REQUIREMENTS >>
#1 Reproduce, word for word, the passage of the getenv() post that begins at the words "True, but it" and stops after "char** argv )".
#2 Carry on the post about getenv() and setenv() from its last line.

DOCUMENT TEXT >>
####

True, but it doesn't work that way -- getenv() returns a pointer to
the value, immediately following the appropriate "name=" string within
the environment itself. This is readily demonstrated, by adaptation
of your example program (with attached setenv() implementation):
#define _POSIX_C_SOURCE 200809L
#include <stdio.h>
#include <stdlib.h>
#include <errno.h>
int main( int argc, char** argv )
{
char **p;
const char *envval;
errno = 0; setenv ("test", "1", 1);
printf (
"setenv (\"test\", \"1\", 1) returned errno = %d\n", errno
);
errno = 0; setenv ("test2", "2", 1);
printf (
"setenv (\"test2\", \"2\", 1) returned errno = %d\n", errno
);
if( (envval = getenv ("test")) != NULL )
printf (
"envval 'test' retrieved at %1$#08x; value = %1$s\n", envval
);
if( (envval = getenv ("test2")) != NULL )
printf (
"envval 'test2' retrieved at %1$#08x; value = %1$s\n", envval
);
for( p = _environ; *p; p++ )
printf( "%1$#08x: %1$s\n", *p );
errno = 0; unsetenv ("test");
printf ("unsetenv (\"test\") returned errno = %d\n", errno);
if( (envval = getenv ("test")) != NULL )

####

RECORDED INFORMATION >>
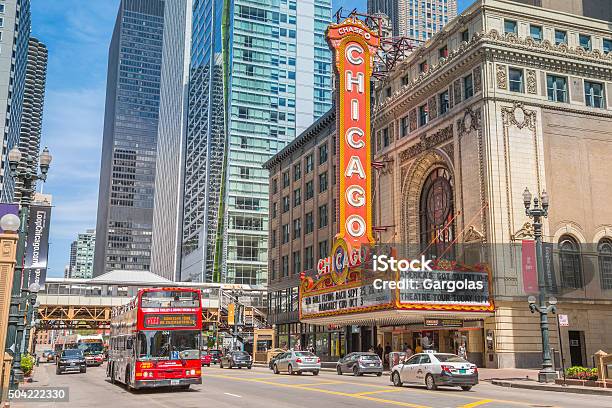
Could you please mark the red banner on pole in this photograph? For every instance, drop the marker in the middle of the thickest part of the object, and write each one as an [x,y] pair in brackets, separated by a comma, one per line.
[530,272]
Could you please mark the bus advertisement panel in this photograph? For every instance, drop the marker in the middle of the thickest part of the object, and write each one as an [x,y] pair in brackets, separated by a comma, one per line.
[155,339]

####

THE RESULTS >>
#1
True, but it doesn't work that way -- getenv() returns a pointer to
the value, immediately following the appropriate "name=" string within
the environment itself. This is readily demonstrated, by adaptation
of your example program (with attached setenv() implementation):
#define _POSIX_C_SOURCE 200809L
#include <stdio.h>
#include <stdlib.h>
#include <errno.h>
int main( int argc, char** argv )

#2
printf (
"envval 'test' retrieved at %1$#08x; value = %1$s\n", envval
);
else
printf ("envval 'test' was successfully deleted\n");
return 0;
}
which yields output (on WinXP VM):
setenv ("test", "1", 1) returned errno = 0
setenv ("test2", "2", 1) returned errno = 0
envval 'test' retrieved at 0x3d2445; value = 1
envval 'test2' retrieved at 0x3d24de; value = 2
0x3d2be0: !::=::\
0x3d2bf0: ALLUSERSPROFILE=C:\Documents and Settings\All Users
...
0x3d32b8: WINDIR=C:\WINDOWS
0x3d32d8: _=e:/a
0x3d2440: test=1
0x3d24d8: test2=2
unsetenv ("test") returned errno = 0
envval 'test' was successfully deleted
Note that the address retrieved by getenv("test") is exactly 5 bytes
beyond the corresponding "test=1" string in the environment, as it is
enumerated within the _environ pointer array, (so refers to the part
of that string immediately following "test="). Also note that the
separation of "test=1" and "test2=2" is much more than it would be,
if WinXP had adopted the MS-DOS environment organization, so that
assumption obviously wasn't valid, (although curiously, running the
same program under wine suggests that wine has adopted exactly that
organization).
Further note that the setenv("test2", "2", 1) call will overwrite the
stack space used by setenv("test", "1", 1), and the "test=1" string,
in the environment has not been affected in any way.
- --
Regards,
Keith.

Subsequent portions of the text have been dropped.